### [En qué consiste]
Copia al pie de la letra el fragmento del artículo sobre la crisis política en Egipto que empieza con "Un país no puede" y sigue hasta "fractura en dos.".

### [Artículo]
.....
Egipto vive el peor tipo de conflicto político al que puede hacer frente un país: el que se abre paso cuando la legitimidad se fractura en dos

Un país no puede ser gobernado desde dos legitimidades contrapuestas: un Estado necesita que los ciudadanos le concedan el monopolio legítimo de la violencia. Pero véase lo que ocurre en Egipto: tú dices hoja de ruta, yo digo golpe de Estado; tú dices tener la legitimidad de las urnas, yo la de las calles; tú dices querer instaurar una democracia, yo sostengo que quieres devolvernos a la dictadura. Egipto vive el peor tipo de conflicto político al que puede hacer frente un país: el que se abre paso cuando la legitimidad se fractura en dos.

No merece la pena pues malgastar mucho tiempo debatiendo sobre calificativos: sin duda que la intervención del Ejército constituye un golpe de Estado. A quienes quieren retorcer los conceptos hasta el punto de querer hablar de un golpe de Estado democrático conviene advertirles de que eso en nada cambia las cosas, al revés: pone aún más de manifiesto hasta qué punto la ruptura en la legitimidad será difícil, si no imposible, de cerrar.

A un lado tenemos los Hermanos Musulmanes, que se consideran legitimados para gobernar por haberse alzado con la presidencia tras la victoria en unas elecciones. Ahora, tras haber sido desalojados del poder por el mismo Ejército que durante décadas ha estado reprimiéndoles, tienen que decir si su apuesta por la democracia, al menos en su versión electoral, ha merecido la pena y debe ser continuada o si, por el contrario, como claman los más duros, es inútil esperar nada del viejo y corrupto Estado autoritario de Mubarak. La pasividad de las fuerzas del orden ante el asalto, saqueo e incendio a su sede, junto con la preocupación por que los salafistas no recojan la cosecha del desencanto, sin duda que pesará mucho en su decisión. Vista desde este lado, la democracia es un juego trucado al que nunca te dejan ganar.
.....
Datos de origen

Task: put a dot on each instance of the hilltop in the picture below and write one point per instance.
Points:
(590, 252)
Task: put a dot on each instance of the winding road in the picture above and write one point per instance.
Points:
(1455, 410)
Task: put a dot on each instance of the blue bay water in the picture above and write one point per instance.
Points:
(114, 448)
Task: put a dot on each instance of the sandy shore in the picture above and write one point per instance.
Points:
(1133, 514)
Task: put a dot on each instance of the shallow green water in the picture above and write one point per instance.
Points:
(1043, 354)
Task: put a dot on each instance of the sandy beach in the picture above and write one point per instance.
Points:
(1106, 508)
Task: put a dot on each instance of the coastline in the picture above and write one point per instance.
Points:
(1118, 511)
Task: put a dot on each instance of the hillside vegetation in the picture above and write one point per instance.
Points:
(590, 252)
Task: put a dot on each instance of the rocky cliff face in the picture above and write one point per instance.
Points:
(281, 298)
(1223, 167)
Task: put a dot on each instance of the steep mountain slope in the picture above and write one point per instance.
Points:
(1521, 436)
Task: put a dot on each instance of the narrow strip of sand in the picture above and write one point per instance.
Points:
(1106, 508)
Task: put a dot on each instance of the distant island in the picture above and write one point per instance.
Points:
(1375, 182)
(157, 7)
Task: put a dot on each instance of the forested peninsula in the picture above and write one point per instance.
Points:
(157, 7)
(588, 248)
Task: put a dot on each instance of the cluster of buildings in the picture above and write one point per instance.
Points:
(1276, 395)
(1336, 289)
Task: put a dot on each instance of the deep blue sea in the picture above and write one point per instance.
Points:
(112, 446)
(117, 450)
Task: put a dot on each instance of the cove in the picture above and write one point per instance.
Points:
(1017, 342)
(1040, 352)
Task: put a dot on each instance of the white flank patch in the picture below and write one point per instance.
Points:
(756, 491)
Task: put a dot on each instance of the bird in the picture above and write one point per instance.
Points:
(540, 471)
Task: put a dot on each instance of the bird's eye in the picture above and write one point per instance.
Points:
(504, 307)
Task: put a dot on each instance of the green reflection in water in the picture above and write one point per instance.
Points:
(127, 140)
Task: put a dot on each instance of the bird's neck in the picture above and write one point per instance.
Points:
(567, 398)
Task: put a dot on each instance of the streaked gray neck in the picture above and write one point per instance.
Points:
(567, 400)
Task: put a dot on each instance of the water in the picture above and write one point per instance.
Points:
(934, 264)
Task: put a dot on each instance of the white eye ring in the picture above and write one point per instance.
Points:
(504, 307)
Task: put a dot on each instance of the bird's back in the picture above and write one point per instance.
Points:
.....
### [Respuesta del ejercicio]
Un país no puede ser gobernado desde dos legitimidades contrapuestas: un Estado necesita que los ciudadanos le concedan el monopolio legítimo de la violencia. Pero véase lo que ocurre en Egipto: tú dices hoja de ruta, yo digo golpe de Estado; tú dices tener la legitimidad de las urnas, yo la de las calles; tú dices querer instaurar una democracia, yo sostengo que quieres devolvernos a la dictadura. Egipto vive el peor tipo de conflicto político al que puede hacer frente un país: el que se abre paso cuando la legitimidad se fractura en dos.